--- DATASET ---
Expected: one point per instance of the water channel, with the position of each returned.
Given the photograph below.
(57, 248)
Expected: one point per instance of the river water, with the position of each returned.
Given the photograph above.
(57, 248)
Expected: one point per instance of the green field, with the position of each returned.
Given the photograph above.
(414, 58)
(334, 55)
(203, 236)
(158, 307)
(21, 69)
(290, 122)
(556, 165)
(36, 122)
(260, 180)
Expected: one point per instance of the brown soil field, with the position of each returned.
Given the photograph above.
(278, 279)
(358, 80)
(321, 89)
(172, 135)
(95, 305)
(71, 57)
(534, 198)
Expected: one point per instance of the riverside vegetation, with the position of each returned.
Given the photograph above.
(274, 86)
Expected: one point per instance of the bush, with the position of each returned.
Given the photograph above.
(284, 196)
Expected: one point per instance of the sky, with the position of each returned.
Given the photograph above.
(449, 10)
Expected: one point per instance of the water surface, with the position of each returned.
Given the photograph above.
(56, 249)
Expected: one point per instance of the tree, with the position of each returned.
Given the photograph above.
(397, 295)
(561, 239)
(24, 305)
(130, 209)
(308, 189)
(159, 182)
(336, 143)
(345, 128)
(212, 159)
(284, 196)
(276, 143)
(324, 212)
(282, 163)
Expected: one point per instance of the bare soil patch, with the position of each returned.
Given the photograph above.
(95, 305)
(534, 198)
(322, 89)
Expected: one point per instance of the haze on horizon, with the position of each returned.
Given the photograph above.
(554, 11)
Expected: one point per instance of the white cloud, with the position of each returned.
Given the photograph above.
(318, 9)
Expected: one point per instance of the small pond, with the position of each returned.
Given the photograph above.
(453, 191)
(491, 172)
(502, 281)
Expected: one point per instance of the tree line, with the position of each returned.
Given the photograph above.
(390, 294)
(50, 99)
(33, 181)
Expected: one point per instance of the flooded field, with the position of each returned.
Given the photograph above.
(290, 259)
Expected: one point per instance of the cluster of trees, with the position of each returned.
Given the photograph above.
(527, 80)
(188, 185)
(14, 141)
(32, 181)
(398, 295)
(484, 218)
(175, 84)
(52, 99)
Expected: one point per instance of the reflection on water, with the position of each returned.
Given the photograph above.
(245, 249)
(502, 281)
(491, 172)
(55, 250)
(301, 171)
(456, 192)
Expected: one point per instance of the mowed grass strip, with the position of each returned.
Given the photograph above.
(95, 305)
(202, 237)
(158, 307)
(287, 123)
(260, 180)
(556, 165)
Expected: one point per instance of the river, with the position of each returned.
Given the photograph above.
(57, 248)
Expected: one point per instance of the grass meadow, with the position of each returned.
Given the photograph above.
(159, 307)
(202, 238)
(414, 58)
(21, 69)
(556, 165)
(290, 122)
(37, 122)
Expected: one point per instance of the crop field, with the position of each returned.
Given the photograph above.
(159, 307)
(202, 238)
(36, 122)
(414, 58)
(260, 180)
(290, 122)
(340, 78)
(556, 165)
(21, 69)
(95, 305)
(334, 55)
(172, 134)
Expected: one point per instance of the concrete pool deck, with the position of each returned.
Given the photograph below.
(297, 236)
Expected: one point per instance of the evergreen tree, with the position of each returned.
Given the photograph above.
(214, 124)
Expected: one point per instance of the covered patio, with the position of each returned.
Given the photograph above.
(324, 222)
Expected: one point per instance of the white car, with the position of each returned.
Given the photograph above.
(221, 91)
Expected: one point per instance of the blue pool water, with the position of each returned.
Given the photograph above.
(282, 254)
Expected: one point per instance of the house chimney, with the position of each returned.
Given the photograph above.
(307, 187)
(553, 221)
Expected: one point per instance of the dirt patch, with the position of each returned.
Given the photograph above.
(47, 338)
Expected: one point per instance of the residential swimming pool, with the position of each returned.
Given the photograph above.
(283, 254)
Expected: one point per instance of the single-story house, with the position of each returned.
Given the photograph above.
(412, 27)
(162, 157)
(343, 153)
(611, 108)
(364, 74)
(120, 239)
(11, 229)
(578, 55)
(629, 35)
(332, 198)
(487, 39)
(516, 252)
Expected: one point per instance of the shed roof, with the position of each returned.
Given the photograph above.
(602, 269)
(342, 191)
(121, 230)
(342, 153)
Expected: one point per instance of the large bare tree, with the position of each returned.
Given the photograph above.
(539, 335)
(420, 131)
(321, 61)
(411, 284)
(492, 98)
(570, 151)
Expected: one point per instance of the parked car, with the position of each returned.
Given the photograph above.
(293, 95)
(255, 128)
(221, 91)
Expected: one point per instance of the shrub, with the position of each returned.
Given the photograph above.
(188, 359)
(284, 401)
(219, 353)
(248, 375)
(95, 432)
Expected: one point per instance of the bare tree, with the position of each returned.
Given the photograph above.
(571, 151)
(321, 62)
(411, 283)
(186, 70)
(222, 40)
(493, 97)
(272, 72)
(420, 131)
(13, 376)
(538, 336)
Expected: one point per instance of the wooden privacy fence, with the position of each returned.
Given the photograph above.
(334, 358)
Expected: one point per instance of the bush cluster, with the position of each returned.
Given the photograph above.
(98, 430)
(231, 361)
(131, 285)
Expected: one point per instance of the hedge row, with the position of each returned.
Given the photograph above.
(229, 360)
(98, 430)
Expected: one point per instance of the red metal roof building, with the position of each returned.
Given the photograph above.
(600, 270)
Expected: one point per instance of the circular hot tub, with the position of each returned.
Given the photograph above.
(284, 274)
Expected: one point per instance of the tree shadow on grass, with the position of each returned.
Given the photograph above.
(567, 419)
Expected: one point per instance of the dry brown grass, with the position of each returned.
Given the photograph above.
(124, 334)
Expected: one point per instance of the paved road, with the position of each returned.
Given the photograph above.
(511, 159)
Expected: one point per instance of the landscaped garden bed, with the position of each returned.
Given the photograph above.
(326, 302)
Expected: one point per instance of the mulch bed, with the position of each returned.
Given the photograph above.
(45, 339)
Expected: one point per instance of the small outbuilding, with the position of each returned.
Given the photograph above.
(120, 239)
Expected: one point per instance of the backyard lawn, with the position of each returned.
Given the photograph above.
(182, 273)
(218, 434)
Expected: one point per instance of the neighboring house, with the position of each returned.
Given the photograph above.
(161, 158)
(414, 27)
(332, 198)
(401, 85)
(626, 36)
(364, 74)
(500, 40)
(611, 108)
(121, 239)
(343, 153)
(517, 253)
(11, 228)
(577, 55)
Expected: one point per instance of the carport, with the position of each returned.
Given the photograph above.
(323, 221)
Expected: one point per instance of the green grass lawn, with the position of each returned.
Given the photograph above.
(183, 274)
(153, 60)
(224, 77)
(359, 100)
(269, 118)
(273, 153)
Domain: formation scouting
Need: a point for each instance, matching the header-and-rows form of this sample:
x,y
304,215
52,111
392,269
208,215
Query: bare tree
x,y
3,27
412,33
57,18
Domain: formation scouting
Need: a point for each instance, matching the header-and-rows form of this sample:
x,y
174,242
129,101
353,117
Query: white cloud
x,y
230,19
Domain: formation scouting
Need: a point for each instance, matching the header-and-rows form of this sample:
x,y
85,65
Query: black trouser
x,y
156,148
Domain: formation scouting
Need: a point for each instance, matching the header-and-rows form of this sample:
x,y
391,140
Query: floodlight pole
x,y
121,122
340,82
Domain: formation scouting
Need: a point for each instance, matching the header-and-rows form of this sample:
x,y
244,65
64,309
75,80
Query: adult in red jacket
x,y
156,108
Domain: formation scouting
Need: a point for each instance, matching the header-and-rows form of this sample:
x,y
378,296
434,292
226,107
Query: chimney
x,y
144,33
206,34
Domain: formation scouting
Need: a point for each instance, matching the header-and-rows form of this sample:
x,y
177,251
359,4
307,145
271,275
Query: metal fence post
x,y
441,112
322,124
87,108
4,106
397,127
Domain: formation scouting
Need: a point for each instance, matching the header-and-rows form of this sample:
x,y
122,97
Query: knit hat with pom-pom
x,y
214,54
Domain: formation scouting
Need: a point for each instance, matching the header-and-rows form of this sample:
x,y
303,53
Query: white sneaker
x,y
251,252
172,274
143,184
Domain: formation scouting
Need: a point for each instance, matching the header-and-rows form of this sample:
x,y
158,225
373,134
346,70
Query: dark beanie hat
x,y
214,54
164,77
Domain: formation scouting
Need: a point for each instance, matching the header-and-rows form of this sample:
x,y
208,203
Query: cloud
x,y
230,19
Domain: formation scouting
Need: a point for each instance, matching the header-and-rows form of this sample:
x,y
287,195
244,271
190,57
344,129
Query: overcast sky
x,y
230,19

--- INSTRUCTION ---
Write out the lines above from the one containing "Expected: one point per instance of the green grass" through the last, exactly as they are.

--- WORKED SOLUTION ---
Expected: one point per instance of the green grass lawn, with the position of each returned.
Given the photograph above.
(183, 274)
(153, 60)
(224, 77)
(359, 100)
(269, 118)
(273, 153)
Domain: formation scouting
Need: a point for each instance, matching the header-and-rows form of this sample:
x,y
304,215
52,111
392,269
208,215
Query: bare tree
x,y
3,27
412,33
57,18
Domain: formation scouting
Need: a point for each instance, matching the header-and-rows form of this sample:
x,y
174,242
129,101
353,117
Query: white cloud
x,y
230,19
Domain: formation scouting
Need: a point for each instance, matching the header-and-rows form of this sample:
x,y
85,65
Query: black trouser
x,y
156,148
Domain: formation scouting
Need: a point for each instance, matching the header-and-rows form of this sample:
x,y
391,140
Query: floodlight pole
x,y
121,122
340,82
Domain: formation scouting
Need: a point for each instance, matching the header-and-rows form of this sample:
x,y
244,65
64,309
75,80
Query: adult in red jacket
x,y
156,108
Domain: formation scouting
Need: a point for each instance, matching the header-and-rows form of this sample:
x,y
378,296
434,292
226,107
Query: chimney
x,y
144,33
206,34
Domain: formation scouting
Need: a point for each instance, matching the header-and-rows form of this sample:
x,y
177,251
359,4
307,145
271,275
Query: metal fence post
x,y
441,112
322,124
87,108
4,106
397,127
Domain: formation scouting
Need: a point for each instance, matching the header-and-rows form of this sample:
x,y
122,97
Query: knit hat with pom-pom
x,y
214,54
Domain: formation scouting
Need: a point for each instance, matching the header-and-rows form of this sample:
x,y
303,53
Query: white sneaker
x,y
251,252
172,274
143,184
Domain: formation scouting
Need: a point for each instance, matching the header-and-rows form of this sample:
x,y
158,225
373,134
346,70
Query: dark beanie hat
x,y
214,54
164,77
Domain: formation scouting
Need: a point for each instance, matching the header-and-rows form of this sample:
x,y
208,203
Query: cloud
x,y
230,19
Domain: formation scouting
Need: a point for each instance, matching the header-and-rows form of this sample:
x,y
287,195
244,271
190,57
344,129
Query: overcast sky
x,y
230,19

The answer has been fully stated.